Top of RECORDED DATA
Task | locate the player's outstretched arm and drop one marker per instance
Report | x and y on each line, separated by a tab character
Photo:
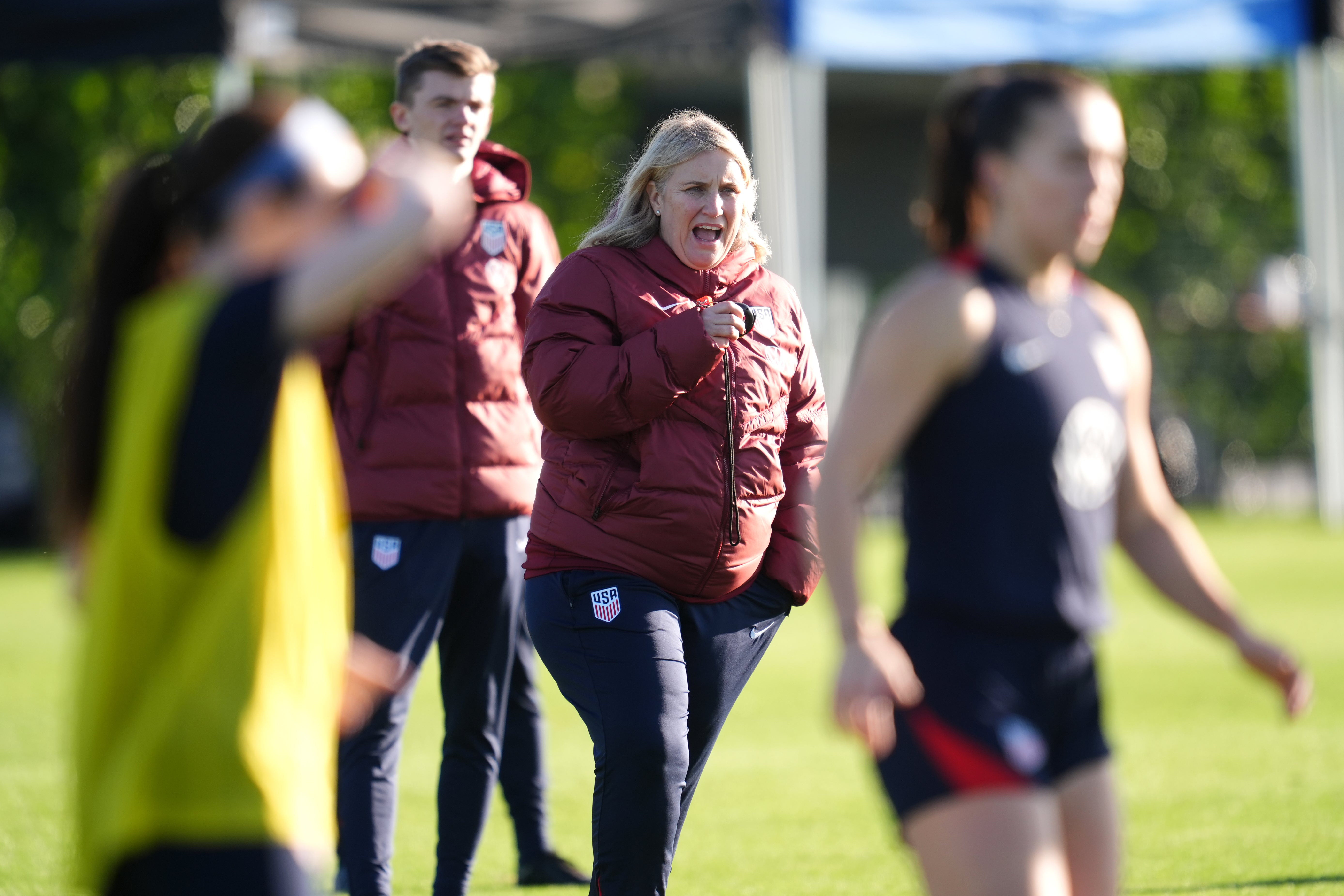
1160	538
413	206
929	336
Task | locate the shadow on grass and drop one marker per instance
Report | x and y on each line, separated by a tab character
1244	884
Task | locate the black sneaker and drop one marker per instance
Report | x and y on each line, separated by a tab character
550	870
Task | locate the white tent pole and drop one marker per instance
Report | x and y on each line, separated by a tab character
788	116
1319	107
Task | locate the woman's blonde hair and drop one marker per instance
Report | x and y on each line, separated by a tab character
Bottom of RECORDED DATA
The lines to copy are those above that contain "marker".

Task | locate the player's outstretched arm and drop one marker per instance
Task | locate the shadow on grass and drop one marker per instance
Task | locate the black sneaker and drop one marker per instance
Task | locate the white tent pole and drop one marker per instance
Task | locate the woman's blonde hair and drop one marker per instance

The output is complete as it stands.